Content starts

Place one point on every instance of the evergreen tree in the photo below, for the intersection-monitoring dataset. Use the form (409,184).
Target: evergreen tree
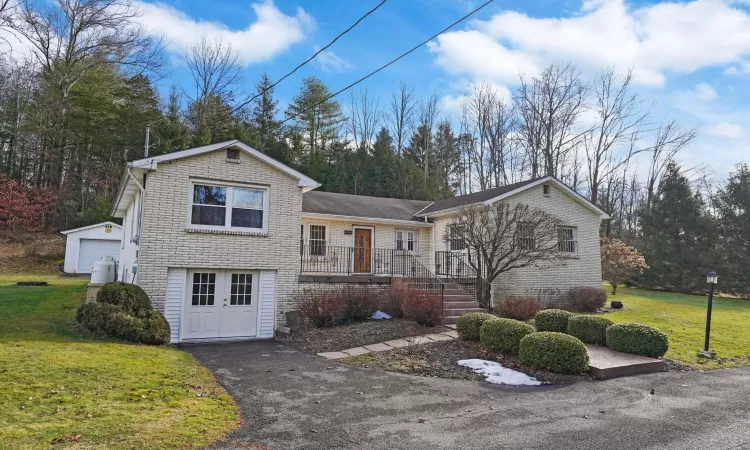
(318,125)
(677,236)
(734,221)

Content ends

▸ Work instructions
Retype all the material word for word while skipping any picture it contains.

▸ Result
Place one point on every instance of the evergreen tree in the photo below, for the intersection-monitoring dataset. Use the form (409,184).
Target: evergreen tree
(318,125)
(677,236)
(734,221)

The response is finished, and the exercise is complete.